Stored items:

*** Block opens ***

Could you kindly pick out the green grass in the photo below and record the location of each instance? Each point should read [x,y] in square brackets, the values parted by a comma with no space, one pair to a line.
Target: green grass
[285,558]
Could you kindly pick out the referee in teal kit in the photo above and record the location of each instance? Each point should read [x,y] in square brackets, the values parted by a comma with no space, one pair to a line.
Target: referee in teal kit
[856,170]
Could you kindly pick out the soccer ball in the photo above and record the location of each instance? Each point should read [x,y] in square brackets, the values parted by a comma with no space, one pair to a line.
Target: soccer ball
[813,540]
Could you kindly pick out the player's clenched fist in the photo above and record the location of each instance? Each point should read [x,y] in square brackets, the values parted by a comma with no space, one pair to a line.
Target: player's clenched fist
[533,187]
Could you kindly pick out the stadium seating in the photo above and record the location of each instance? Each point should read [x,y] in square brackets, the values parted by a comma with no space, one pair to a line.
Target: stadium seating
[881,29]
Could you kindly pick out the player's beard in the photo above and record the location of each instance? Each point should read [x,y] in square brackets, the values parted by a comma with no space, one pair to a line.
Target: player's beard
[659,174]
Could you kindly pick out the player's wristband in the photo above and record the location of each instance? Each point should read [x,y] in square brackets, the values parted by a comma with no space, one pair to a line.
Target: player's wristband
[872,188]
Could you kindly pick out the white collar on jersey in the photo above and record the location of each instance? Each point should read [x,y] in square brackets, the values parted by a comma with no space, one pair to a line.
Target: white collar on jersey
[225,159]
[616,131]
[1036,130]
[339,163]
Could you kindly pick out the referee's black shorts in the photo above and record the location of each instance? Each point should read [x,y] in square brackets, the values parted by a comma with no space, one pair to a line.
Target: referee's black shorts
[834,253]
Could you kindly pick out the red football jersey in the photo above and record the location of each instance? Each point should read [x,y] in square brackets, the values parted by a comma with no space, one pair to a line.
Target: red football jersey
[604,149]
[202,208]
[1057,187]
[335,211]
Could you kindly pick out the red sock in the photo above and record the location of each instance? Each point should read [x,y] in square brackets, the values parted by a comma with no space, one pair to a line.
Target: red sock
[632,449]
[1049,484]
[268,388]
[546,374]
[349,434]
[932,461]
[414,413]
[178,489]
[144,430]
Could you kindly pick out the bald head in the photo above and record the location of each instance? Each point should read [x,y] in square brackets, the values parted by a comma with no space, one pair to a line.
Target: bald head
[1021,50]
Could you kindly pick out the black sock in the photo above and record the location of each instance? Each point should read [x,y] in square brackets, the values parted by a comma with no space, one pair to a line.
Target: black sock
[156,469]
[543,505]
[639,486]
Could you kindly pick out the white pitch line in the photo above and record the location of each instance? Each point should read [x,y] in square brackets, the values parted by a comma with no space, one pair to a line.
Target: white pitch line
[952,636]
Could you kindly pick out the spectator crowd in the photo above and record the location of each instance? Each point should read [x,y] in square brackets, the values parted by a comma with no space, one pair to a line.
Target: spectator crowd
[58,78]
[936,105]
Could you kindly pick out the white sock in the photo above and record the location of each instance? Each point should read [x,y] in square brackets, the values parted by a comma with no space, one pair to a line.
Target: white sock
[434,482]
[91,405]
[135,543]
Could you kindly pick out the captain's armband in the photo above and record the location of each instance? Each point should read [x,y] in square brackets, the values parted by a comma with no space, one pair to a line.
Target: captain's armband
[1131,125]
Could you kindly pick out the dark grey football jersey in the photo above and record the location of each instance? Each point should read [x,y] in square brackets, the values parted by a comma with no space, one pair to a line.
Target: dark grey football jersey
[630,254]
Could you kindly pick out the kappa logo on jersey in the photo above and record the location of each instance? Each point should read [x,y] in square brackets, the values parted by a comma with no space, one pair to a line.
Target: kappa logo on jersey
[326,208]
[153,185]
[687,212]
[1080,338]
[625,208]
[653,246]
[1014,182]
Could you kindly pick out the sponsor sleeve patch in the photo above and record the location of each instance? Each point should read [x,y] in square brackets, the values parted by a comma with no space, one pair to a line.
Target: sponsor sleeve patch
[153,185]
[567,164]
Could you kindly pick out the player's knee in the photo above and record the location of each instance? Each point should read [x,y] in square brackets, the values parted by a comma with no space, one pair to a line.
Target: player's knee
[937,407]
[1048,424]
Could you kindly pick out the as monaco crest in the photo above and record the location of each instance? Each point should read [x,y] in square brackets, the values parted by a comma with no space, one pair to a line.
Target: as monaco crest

*** Block closes ***

EXERCISE INSTRUCTIONS:
Give back every record exactly.

SOLUTION FOR THIS EXERCISE:
Could you kindly pick out the green grass in the photo below and record the location of each instance? Each point should read [x,y] in square brackets, the values parted by a comma with no space, one pair to a line.
Target: green grass
[285,558]
Could you kindly pick out the referee in teal kit in the photo above and record the location of each instance? Each point should read [x,y] in square brackets, the values parted by a comma with no space, one pair to a line.
Target: referee in teal kit
[856,170]
Could you kindly pick out the soccer ball in the photo above and record the location of each instance? Each point should read [x,y] in square brackets, the values parted by a comma with no space, one pair to a line.
Target: soccer ball
[813,540]
Could you kindly pick out the player's clenched fist in the photo above and record the location of each instance? Each point should read [x,y] in square brackets, the values parted by a comma with no space, one pair to a line.
Target: player's clenched fist
[533,187]
Could you kindly pick out the stadium seating in the photo above and record the location of each instance? Each point should read [x,y] in square brackets, the values parted by a comma with no space, one pair to a line.
Target: stadium seating
[881,29]
Could you kindly pick out the player's beard in the photo above and record the location of each instance? Each point should read [x,y] in square brackets, the values parted by a comma with no space, one pair to a line.
Target: player's beard
[659,174]
Could you kindly pick out the player's wristband in the photo above and record the location of each instance? Each point should read [x,y] in square brackets, the values parted by a comma with no space, one pair to a line.
Target: player's wristband
[872,188]
Could you kindly pick out the white collar on jersey in the photo above and record the location of each instance? Each point should read [x,y] in square brackets, the values parted by a comma with no space, one pair to a line.
Target: white collar on jersey
[225,159]
[616,131]
[1036,130]
[339,163]
Could you kindly pick out the referee's black shorts in the photo above and record the location of each instance? Each point should read [x,y] in square brackets, the values parted by a comma with no space, one pair to a line.
Target: referee's black shorts
[834,253]
Could you kindly pick out the red football jersey in the photo above and record the location of each instance? Each point should read [x,y] in square brackets, the values parted by a comma with no space, one pair to a line.
Target: red football jersey
[604,149]
[202,208]
[1057,187]
[335,211]
Could you kindly pick out the red sock in the photo above and record the location of each instance? Each point should read [x,y] in square brackets, the values parted by a comma with no space, one pair to a line.
Target: red sock
[632,449]
[1049,484]
[268,388]
[546,374]
[349,434]
[932,461]
[414,413]
[178,489]
[144,430]
Could you kindly pick out the bald head in the photo above and record the location of each instance? Each point should read [x,y] in square brackets, the values parted by a comma with no space, one pair to a line.
Target: bald head
[1021,50]
Could you kindly pick out the black sock in the photo above and record the location of each instance? Each point should read [x,y] in square brackets, the values parted by a comma with no space, one pair to a line.
Target: black sock
[156,469]
[543,505]
[639,486]
Could you kindly pick out the white pitch line in the photo above and record the location of each instance? Each point should read [x,y] in square brackets, the values parted by a comma with no space, one pair to a line.
Target: white pitch line
[952,636]
Could you kindly pick out the spectator crowd in the photo above and record the location of each instance? Each point should read [x,y] in square brackets, the values parted by a comma with no space, one pair to a line.
Target: spectator crowd
[58,78]
[936,105]
Could you kindly pick out the white sock in the photo above and record the location of each instance? Each point should read [x,y] in square brackets, the values parted by a comma with no space, one pair to a line.
Target: white sock
[434,482]
[91,405]
[135,543]
Could you kindly pick out the captain's armband in the photo above and record the location of each instance? Each point should read [x,y] in square brackets, the values parted by a comma with no space, one pair to a line.
Target: captain's armband
[1131,125]
Could you kindly pick out the dark grey football jersey in the photo above and record the location of each instance? Each point should read [x,y] in square brackets, the values parted by a comma with no space, one pair to a line.
Target: dark grey football jersey
[630,254]
Could you kindly pick out the kappa logo on jersey in the photo above and record the location of each instance? Each point should read [x,y] in square brackets, the values parted by a comma with no space, one pair to a line.
Target: kappa logo on jersey
[326,208]
[153,185]
[687,212]
[1080,338]
[625,208]
[653,246]
[1014,182]
Could you kindly pick out the sponsor sleeve patch in the photo above and record the location of each instance? Each point should read [x,y] in square brackets, the values parted by a comma with no space, one pair to a line.
Target: sponsor sleeve patch
[153,185]
[567,164]
Could you kindly pick out the player's knee in the photo above and record the location of each instance? Each point should read [x,y] in square brackets, the values parted by a comma with no space, one pair to a line.
Target: player's knee
[937,407]
[1048,424]
Could you kindly pick out the as monaco crest in the photo above and record the location of each instance? Each point should read [x,y] in square brackets, the values parted by a comma with no space, one pair to a line.
Target: as monaco crest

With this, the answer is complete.